WHAT THIS TASK INVOLVES: Omit the images. Copy each entry word for word.

DATA EXCERPTS:
-- begin --

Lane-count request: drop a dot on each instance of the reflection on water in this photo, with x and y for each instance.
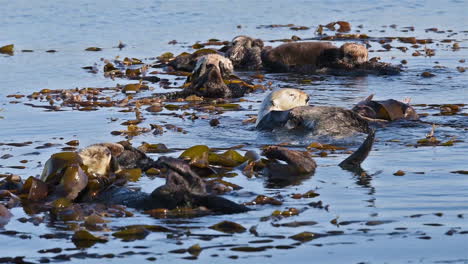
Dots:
(382, 215)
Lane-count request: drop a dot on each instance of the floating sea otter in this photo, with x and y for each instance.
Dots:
(311, 57)
(289, 108)
(388, 110)
(90, 176)
(245, 53)
(213, 77)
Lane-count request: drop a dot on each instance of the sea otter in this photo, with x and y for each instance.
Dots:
(388, 110)
(66, 175)
(289, 108)
(245, 53)
(310, 56)
(306, 57)
(213, 77)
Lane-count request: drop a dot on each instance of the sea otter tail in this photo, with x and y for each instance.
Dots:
(353, 162)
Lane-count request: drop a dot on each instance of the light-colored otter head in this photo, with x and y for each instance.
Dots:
(207, 78)
(100, 158)
(245, 52)
(219, 63)
(282, 100)
(354, 53)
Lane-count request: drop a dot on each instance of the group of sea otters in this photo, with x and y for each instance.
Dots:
(92, 174)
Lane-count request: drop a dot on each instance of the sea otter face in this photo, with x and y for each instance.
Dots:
(280, 100)
(354, 53)
(98, 159)
(365, 111)
(245, 52)
(208, 76)
(287, 98)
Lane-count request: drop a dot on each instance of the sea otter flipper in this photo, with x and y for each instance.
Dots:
(272, 120)
(219, 204)
(298, 161)
(327, 120)
(353, 162)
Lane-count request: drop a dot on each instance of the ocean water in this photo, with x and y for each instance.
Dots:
(414, 211)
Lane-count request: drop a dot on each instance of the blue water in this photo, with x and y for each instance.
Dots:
(146, 27)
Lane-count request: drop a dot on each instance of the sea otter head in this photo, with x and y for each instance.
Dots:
(287, 98)
(100, 158)
(282, 100)
(366, 108)
(208, 76)
(353, 53)
(245, 52)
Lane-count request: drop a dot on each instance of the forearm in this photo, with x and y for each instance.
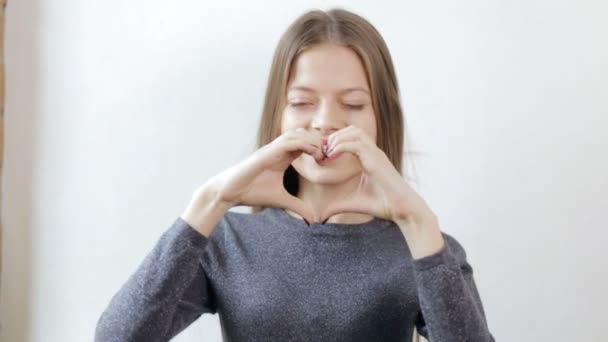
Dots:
(205, 210)
(422, 234)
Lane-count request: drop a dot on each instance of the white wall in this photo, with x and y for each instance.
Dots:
(118, 110)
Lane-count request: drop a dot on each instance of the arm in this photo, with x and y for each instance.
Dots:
(451, 308)
(168, 291)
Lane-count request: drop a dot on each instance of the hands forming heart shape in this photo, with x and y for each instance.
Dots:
(382, 191)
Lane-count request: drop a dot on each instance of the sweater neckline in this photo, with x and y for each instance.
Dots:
(330, 227)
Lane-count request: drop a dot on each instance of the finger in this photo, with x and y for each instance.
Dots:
(348, 134)
(311, 136)
(355, 147)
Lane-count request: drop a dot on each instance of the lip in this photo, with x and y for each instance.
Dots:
(329, 160)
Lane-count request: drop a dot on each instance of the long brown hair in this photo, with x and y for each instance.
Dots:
(345, 28)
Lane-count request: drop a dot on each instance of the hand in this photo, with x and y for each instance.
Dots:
(258, 180)
(382, 191)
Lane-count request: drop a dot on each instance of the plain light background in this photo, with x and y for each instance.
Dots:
(118, 110)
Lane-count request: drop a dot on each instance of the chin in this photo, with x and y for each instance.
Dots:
(334, 172)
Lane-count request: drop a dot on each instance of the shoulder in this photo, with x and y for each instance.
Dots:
(454, 247)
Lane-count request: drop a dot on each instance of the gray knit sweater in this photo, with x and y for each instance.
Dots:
(272, 277)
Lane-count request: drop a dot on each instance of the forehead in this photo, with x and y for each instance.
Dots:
(328, 68)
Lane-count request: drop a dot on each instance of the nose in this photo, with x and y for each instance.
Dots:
(328, 119)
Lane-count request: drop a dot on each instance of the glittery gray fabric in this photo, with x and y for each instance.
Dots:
(272, 277)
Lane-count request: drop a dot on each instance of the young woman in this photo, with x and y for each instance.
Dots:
(338, 246)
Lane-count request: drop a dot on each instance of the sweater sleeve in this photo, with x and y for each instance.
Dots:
(451, 308)
(168, 291)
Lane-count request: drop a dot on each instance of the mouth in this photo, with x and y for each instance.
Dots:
(327, 159)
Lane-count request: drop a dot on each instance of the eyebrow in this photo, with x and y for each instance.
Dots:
(343, 91)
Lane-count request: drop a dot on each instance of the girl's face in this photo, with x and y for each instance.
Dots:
(328, 91)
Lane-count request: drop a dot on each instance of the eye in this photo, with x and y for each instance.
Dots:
(354, 107)
(299, 104)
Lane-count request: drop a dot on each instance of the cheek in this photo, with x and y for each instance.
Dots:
(288, 121)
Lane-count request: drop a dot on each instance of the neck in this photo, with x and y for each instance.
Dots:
(320, 196)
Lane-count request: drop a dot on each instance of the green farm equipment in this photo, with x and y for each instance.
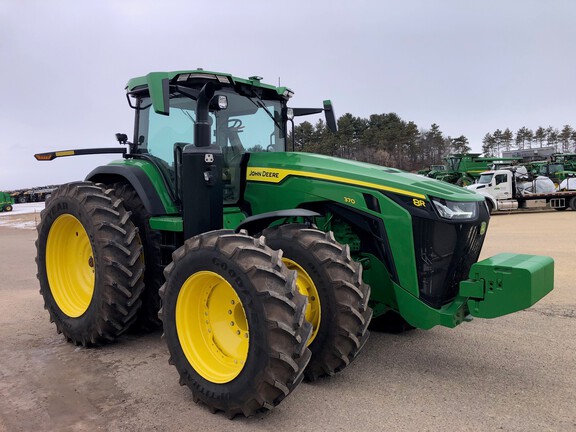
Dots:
(266, 266)
(463, 169)
(6, 202)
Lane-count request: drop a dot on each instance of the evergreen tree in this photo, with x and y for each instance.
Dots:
(488, 145)
(565, 137)
(507, 138)
(540, 136)
(524, 138)
(552, 137)
(497, 137)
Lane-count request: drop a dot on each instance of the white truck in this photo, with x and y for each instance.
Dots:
(505, 189)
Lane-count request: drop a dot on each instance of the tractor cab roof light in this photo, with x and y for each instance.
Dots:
(222, 102)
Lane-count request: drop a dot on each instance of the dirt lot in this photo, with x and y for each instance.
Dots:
(516, 373)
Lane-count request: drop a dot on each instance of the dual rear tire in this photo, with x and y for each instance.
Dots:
(235, 316)
(234, 323)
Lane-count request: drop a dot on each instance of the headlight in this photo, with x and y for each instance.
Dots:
(454, 210)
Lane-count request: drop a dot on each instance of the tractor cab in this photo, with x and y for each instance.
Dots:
(199, 109)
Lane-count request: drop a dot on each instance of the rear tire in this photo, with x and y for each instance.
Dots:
(90, 263)
(147, 319)
(234, 323)
(340, 313)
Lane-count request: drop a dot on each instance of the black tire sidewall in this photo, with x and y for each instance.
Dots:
(58, 206)
(321, 278)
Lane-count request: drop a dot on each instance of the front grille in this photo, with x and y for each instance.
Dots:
(444, 254)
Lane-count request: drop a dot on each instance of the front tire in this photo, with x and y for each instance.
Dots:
(234, 323)
(337, 296)
(90, 263)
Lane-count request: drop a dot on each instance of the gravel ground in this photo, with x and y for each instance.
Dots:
(515, 373)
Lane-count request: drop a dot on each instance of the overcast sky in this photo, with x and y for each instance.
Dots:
(469, 66)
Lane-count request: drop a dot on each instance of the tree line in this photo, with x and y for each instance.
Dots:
(388, 140)
(563, 140)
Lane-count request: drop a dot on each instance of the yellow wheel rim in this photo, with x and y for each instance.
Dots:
(306, 287)
(70, 265)
(212, 327)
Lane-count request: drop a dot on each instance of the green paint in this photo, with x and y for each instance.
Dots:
(511, 282)
(167, 223)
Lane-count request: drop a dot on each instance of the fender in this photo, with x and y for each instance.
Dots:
(139, 181)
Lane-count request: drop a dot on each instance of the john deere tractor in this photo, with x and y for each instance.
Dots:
(263, 266)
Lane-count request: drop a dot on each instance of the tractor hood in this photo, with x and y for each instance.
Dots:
(272, 167)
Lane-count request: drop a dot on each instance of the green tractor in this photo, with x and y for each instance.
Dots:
(264, 266)
(6, 202)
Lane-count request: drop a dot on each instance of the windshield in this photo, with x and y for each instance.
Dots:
(485, 178)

-- end --

OUTPUT OF THE EXERCISE:
Lane-count request: drop a dot on each instance of the reflection on water in this photo, with x and y for each instance.
Dots:
(382, 215)
Lane-count request: drop a dot on each instance of the floating sea otter in this photo, with x and y for each instance.
Dots:
(311, 57)
(289, 108)
(388, 110)
(90, 176)
(245, 53)
(213, 77)
Lane-count request: drop a dot on each instance of the sea otter in this photo, with x and y for each instance.
Dots:
(388, 110)
(66, 175)
(289, 108)
(245, 53)
(310, 56)
(306, 57)
(213, 77)
Lane-count request: drop a dot on each instance of the sea otter tail in this photo, with x and y for each instance.
Dots:
(353, 162)
Lane-count request: drop a dot on each instance of the light-colored otter head in this photo, with x and y for each instance.
Dots:
(207, 78)
(100, 158)
(245, 52)
(219, 63)
(282, 100)
(354, 53)
Lane-count request: drop a dot on each instance of the group of sea otters in this photo, with x and y for each instance.
Dots:
(92, 174)
Lane-count request: drop a dot on each instance of the sea otter face in this photo, with x and y for each instance.
Dots:
(280, 100)
(354, 53)
(98, 159)
(365, 111)
(245, 52)
(208, 76)
(287, 98)
Lane-count request: drop a dot on each instance of the sea otter flipper in this photo, with x and y for each instance.
Dots:
(272, 120)
(219, 204)
(298, 161)
(327, 120)
(353, 162)
Lane-count request: drop a dot on each instance of the ocean water in this photo, with x and y for each instance.
Dots:
(414, 211)
Lane-count request: drop a dot on each instance of the blue water in this photo, with x and y for each instance.
Dots:
(146, 27)
Lane-count request: drop a dot on each instance of the sea otter head in this photo, with x and y for each instance.
Dots:
(287, 98)
(100, 158)
(282, 100)
(366, 108)
(208, 76)
(353, 53)
(245, 52)
Lane-count request: drop a dot on each instance of the forearm in this photo, with x and y for each instance.
Dots:
(205, 210)
(422, 234)
Lane-count request: drop a dot on each instance of the white wall in this photo, with x and y for each instance.
Dots:
(118, 110)
Lane-count request: drop a dot on each instance of the arm in this photo, with x and y for each instance.
Dots:
(451, 308)
(168, 291)
Lane-count request: drop a dot on each instance of the hands forming heart shape in this photo, with x and y for each instance.
Dots:
(382, 191)
Lane-count request: drop a dot on each instance of the sweater neckline in this photo, with x and y for each instance.
Dots:
(330, 227)
Lane-count request: drop a dot on each instance of the finger in this photo, with x and y for each instance.
Dots:
(348, 134)
(311, 136)
(355, 147)
Lane-count request: drop a dot on each instance of the lip in this photo, with x and y for each instance.
Dots:
(329, 160)
Lane-count request: drop a dot on each instance of the long brown hair in this photo, with x and y for each instance.
Dots:
(345, 28)
Lane-count request: drop a dot on each instance of the hand in this photo, with x and y for each instance.
Dots:
(258, 180)
(382, 191)
Lane-count request: drop a dot on each instance of the plain light background in this photo, with x and y for each instance.
Dots:
(118, 110)
Lane-count request: drop a dot on each instance of the chin in this photo, with x and y for each instance.
Dots:
(334, 172)
Lane-count request: drop a dot on each instance of the shoulder in this photo, with x and y for each instance.
Dots:
(454, 247)
Lane-count request: drop a dot on each instance of the gray knit sweater in this photo, with x and y for each instance.
Dots:
(272, 277)
Lane-count request: drop a dot on each instance of the forehead in this photo, with x and y for each instance.
Dots:
(328, 68)
Lane-count request: drop a dot on each instance of the nose in this photo, with x and y for each instance.
Dots:
(328, 119)
Lane-count request: drop a dot on each instance of the glittery gray fabric in this photo, with x and y for each instance.
Dots:
(272, 277)
Lane-count request: drop a dot on each instance of the young woman in this photo, with x and y for each instance.
Dots:
(338, 246)
Lane-count request: drop a dot on each instance of the sweater sleeve in this photo, with x and y for each instance.
Dots:
(451, 308)
(168, 291)
Lane-count request: drop a dot on each instance of the mouth in this photo, with x and y for each instance.
Dots:
(327, 159)
Lane-count request: drop a dot on each instance of the eyebrow in this photo, with x and y for each instance.
Dots:
(343, 91)
Lane-count request: drop a dot on each instance of the girl's face in this photo, with x and y for each instance.
Dots:
(328, 91)
Lane-count request: drop a dot on each instance of the eye in this photo, with x and y for each instance.
Dots:
(354, 107)
(299, 104)
Lane-count request: drop a dot on each instance of the cheek in this photo, with x and y for each instance.
Dots:
(288, 121)
Lane-count request: drop a dot on each instance of the neck in this photo, with x and y for each instance.
Dots:
(320, 196)
Lane-count request: drop a dot on each instance of the green farm equipment in this photo, with x and y for each instance.
Dots:
(266, 266)
(463, 169)
(6, 202)
Lane-count request: drop a dot on each instance of the evergreen tree in this photo, with x and y for each instance.
Dots:
(488, 145)
(565, 137)
(507, 138)
(540, 136)
(524, 138)
(552, 137)
(497, 137)
Lane-count request: drop a dot on each instance of the white truck in this photo, with x and y for each instance.
Dots:
(505, 189)
Lane-count request: drop a dot on each instance of the tractor cab roof light in this photo, with x and y for each instance.
Dots:
(222, 102)
Lane-count request: drop a dot on each instance of the dirt lot in this photo, with x and y for each instance.
Dots:
(516, 373)
Lane-count request: drop a dot on each instance of the dual rear tire in this photo, with x and y for each instance.
Dots:
(235, 316)
(234, 323)
Lane-count request: drop a dot on each instance of the headlight in this photo, with x and y for each instance.
Dots:
(454, 210)
Lane-count request: drop a dot on each instance of the tractor cab in this photo, with x and y for each instance.
Dots:
(199, 109)
Lane-count request: drop a dot on each instance of the rear tire in this photo, with x and y for each instance.
Dots:
(90, 263)
(147, 319)
(234, 323)
(340, 313)
Lane-count request: drop a dot on each instance of the black tire sidewall in this photo, with x and y for each instance.
Dots:
(58, 206)
(321, 278)
Lane-count request: drop a dot on each instance of the front grille in this photo, with x and y for each instance.
Dots:
(444, 254)
Lane-count request: drop a dot on each instance of the front tire in this photo, with x and y for each instance.
Dots:
(234, 323)
(337, 296)
(90, 263)
Lane-count request: drop a dot on each instance of the gravel ground in this photo, with x and y for each instance.
Dots:
(515, 373)
Lane-count request: drop a dot on each instance of the overcast sky in this photo, with x and y for each instance.
Dots:
(469, 66)
Lane-count request: drop a dot on each instance of the tree line in this photo, with x and y for each instance.
Dots:
(388, 140)
(563, 140)
Lane-count request: drop a dot on each instance of the yellow wheel rim in this photo, with x and y for each instance.
Dots:
(306, 287)
(70, 265)
(212, 327)
Lane-count request: drop a dot on each instance of the green paint in this photo, with x and y for each instance.
Dots:
(511, 282)
(167, 223)
Lane-count request: drop a dot on each instance of the fender in this photo, with x and y for each instance.
Dots:
(139, 181)
Lane-count request: drop a dot on each instance of the john deere tractor in this photo, with x and y for each instance.
Dots:
(263, 266)
Lane-count request: drop a dot on each instance of the tractor hood in this photo, with x and y for each instance.
Dots:
(272, 167)
Lane-count request: drop a dot on each instance of the green tractor in this photo, with x and y for each instance.
Dots:
(264, 266)
(6, 202)
Lane-count request: drop a dot on each instance of the windshield in this photo, with x and y for each instance.
Dots:
(485, 178)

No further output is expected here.